The problem:
Match on the string "cowboy" in the entries below and return every matching line.

Source material:
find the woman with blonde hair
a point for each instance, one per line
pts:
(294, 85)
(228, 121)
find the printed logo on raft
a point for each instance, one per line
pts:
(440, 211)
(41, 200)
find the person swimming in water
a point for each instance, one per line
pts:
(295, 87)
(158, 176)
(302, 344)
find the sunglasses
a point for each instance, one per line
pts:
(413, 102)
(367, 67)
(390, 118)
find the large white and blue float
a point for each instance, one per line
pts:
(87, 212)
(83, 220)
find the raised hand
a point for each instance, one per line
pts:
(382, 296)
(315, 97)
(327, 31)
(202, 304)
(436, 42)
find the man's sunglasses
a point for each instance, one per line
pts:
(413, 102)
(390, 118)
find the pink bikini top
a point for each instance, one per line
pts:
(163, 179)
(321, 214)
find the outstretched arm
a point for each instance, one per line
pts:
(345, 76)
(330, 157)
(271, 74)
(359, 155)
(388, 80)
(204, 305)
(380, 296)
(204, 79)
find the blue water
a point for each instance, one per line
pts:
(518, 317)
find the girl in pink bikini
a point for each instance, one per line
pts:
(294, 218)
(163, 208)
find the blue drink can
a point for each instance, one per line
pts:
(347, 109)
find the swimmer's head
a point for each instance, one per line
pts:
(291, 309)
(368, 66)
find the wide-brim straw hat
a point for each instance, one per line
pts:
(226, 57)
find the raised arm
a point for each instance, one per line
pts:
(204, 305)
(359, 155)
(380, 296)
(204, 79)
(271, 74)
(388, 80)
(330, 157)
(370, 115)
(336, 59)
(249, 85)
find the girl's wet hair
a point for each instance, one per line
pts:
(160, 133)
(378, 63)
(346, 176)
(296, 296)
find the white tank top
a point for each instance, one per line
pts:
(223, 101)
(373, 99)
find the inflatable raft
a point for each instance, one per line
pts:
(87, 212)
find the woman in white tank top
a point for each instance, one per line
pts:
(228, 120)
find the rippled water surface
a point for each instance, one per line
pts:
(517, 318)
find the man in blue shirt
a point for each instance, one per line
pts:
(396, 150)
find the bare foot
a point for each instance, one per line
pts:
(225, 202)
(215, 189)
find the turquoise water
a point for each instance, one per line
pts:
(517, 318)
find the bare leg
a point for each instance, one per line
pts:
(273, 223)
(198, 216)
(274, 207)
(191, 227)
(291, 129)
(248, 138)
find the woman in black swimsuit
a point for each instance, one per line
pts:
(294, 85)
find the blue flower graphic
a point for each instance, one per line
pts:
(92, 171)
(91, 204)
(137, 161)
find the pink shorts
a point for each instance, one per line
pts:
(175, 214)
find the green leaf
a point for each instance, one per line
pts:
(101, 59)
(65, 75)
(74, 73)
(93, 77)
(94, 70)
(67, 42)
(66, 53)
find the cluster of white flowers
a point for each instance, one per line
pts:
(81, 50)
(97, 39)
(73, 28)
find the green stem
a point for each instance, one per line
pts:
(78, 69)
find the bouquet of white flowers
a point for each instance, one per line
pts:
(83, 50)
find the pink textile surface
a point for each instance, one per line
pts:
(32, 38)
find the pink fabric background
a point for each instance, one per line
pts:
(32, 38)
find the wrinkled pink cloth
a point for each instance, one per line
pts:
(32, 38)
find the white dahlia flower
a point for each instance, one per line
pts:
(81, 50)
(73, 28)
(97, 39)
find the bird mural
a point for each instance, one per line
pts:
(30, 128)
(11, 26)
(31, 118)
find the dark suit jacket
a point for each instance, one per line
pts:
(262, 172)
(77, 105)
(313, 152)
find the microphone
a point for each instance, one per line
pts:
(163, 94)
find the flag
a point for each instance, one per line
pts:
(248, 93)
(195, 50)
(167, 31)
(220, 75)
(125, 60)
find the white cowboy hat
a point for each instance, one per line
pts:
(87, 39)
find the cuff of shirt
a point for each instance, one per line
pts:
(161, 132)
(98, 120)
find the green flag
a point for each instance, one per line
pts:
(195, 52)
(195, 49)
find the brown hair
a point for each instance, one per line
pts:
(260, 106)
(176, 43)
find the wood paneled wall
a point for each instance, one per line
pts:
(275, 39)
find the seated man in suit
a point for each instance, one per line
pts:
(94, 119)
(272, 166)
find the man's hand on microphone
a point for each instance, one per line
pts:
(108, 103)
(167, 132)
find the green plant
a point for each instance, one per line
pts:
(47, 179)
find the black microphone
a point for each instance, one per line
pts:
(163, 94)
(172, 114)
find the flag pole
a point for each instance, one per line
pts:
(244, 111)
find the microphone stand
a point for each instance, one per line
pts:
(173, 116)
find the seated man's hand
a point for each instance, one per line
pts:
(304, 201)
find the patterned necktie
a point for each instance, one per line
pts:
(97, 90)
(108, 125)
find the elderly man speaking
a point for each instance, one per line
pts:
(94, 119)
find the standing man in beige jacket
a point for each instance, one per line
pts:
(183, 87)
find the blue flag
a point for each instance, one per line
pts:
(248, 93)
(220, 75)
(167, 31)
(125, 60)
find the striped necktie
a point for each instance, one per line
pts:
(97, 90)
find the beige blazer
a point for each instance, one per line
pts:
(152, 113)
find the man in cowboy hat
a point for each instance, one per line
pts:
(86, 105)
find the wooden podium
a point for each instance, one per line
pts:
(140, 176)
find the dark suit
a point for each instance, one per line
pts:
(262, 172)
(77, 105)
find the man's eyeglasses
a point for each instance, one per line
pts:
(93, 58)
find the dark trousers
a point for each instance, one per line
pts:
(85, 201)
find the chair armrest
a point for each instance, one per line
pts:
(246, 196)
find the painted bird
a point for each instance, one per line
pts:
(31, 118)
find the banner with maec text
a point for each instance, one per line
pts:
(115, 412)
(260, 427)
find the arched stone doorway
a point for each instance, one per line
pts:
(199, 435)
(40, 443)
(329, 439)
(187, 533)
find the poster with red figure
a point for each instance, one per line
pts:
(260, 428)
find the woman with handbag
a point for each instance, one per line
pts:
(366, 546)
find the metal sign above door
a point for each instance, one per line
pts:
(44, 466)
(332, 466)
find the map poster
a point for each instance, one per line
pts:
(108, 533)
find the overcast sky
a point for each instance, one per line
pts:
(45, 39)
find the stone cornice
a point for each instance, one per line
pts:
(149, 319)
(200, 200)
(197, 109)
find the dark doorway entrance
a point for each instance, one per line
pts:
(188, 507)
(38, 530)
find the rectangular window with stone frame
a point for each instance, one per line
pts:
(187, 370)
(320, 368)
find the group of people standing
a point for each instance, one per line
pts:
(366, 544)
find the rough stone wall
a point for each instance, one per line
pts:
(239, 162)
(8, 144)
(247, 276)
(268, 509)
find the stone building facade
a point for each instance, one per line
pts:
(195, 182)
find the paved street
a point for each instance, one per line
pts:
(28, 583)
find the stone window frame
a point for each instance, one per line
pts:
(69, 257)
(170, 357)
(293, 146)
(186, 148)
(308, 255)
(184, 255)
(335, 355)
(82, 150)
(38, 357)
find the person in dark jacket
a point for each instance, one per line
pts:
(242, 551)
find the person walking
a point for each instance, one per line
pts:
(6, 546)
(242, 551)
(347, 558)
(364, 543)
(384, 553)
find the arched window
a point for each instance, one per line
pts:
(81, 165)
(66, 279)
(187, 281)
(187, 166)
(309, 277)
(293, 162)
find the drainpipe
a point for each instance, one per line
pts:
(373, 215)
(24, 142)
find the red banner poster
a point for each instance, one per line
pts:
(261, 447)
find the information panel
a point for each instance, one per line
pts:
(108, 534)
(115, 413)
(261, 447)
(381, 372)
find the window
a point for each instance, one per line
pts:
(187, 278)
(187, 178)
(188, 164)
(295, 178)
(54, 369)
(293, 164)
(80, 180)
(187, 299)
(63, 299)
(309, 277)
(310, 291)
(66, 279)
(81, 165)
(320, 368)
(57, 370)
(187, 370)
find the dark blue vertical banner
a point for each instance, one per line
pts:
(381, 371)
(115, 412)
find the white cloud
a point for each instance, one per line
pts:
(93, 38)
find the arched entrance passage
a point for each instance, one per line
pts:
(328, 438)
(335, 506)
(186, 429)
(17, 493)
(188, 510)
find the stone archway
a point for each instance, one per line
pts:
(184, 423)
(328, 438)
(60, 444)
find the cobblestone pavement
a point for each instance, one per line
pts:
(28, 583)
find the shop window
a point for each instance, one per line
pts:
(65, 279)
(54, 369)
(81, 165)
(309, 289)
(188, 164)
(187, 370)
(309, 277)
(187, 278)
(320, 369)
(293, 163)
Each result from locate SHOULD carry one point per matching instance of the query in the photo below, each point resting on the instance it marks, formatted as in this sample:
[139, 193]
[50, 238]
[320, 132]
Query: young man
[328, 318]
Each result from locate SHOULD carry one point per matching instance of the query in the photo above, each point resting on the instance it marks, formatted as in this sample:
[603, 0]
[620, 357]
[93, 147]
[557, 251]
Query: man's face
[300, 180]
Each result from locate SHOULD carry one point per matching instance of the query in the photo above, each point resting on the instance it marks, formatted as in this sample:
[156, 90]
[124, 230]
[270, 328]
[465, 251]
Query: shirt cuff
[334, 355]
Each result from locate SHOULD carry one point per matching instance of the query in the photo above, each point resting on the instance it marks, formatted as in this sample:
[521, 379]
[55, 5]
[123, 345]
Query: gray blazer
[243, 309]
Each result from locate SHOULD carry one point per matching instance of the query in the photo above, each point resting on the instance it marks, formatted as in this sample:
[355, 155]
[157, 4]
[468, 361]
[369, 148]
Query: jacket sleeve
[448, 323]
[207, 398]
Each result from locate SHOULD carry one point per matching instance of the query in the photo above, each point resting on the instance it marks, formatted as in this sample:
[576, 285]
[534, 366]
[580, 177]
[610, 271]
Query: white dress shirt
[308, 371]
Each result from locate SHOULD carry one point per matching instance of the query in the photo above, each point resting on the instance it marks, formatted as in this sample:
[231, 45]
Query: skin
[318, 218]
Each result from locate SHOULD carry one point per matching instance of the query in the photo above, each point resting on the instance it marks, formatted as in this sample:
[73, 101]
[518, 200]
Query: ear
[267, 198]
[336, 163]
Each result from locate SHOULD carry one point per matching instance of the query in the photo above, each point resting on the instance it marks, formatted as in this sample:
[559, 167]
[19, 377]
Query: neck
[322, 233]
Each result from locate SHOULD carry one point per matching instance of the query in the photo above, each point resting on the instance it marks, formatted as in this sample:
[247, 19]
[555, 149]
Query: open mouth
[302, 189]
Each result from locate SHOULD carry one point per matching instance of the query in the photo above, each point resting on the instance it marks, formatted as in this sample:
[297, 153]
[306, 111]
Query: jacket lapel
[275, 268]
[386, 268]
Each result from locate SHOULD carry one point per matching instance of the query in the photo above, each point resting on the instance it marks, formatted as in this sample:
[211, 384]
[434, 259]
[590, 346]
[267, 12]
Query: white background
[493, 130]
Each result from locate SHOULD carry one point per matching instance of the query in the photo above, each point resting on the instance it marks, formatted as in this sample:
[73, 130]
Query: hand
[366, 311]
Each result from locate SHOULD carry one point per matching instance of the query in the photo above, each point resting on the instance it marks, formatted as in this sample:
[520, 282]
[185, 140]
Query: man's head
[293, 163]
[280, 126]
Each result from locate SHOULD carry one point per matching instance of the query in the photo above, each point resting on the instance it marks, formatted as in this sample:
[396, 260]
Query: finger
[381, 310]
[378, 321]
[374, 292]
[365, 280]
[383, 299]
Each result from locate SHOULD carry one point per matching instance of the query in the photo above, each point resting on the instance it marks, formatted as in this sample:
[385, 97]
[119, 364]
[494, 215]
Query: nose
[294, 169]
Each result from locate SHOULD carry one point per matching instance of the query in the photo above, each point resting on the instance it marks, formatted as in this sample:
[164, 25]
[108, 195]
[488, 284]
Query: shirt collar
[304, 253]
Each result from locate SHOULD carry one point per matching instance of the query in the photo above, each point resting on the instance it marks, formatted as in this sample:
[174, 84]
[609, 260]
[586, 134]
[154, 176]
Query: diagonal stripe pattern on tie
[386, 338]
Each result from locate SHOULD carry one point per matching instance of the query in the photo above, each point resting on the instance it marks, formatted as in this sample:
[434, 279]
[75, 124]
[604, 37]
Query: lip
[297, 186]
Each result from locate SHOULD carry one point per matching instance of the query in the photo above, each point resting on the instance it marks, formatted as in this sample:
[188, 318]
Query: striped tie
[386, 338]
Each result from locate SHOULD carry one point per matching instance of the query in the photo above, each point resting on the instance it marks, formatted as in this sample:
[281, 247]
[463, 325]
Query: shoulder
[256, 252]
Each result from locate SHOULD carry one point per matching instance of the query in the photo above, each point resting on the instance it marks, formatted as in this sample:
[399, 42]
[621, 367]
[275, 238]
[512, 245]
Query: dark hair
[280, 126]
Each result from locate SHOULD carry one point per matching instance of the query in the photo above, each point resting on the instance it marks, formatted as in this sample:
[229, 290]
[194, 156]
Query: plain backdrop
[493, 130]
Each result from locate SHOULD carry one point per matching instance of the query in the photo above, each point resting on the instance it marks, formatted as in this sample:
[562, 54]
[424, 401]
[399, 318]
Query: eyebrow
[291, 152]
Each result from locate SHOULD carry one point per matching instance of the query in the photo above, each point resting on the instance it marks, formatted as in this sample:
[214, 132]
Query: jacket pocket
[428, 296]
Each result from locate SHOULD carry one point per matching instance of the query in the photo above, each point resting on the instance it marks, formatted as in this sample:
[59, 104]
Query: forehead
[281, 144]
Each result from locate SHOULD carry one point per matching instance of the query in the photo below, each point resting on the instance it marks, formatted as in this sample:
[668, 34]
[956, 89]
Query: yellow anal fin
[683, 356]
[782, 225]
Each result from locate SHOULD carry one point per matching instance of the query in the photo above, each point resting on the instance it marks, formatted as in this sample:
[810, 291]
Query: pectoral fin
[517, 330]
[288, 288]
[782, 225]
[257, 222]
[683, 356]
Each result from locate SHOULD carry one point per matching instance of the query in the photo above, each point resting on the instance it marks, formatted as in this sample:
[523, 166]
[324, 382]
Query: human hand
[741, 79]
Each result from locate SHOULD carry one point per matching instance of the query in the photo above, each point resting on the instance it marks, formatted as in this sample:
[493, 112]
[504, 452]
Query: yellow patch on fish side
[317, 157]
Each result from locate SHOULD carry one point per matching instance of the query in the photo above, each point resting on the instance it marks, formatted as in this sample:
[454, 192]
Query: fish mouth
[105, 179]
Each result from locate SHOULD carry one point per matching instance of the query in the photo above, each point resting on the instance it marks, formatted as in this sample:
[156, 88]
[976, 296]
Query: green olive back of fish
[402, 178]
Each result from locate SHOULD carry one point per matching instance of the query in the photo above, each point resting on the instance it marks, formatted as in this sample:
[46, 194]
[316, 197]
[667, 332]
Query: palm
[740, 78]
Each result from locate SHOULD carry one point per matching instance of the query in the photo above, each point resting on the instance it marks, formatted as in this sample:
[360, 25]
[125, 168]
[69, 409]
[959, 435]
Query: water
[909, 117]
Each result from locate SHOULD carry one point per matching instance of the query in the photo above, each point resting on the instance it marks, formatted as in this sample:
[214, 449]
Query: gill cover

Solution for this exercise:
find the white cowboy hat
find the man in cowboy hat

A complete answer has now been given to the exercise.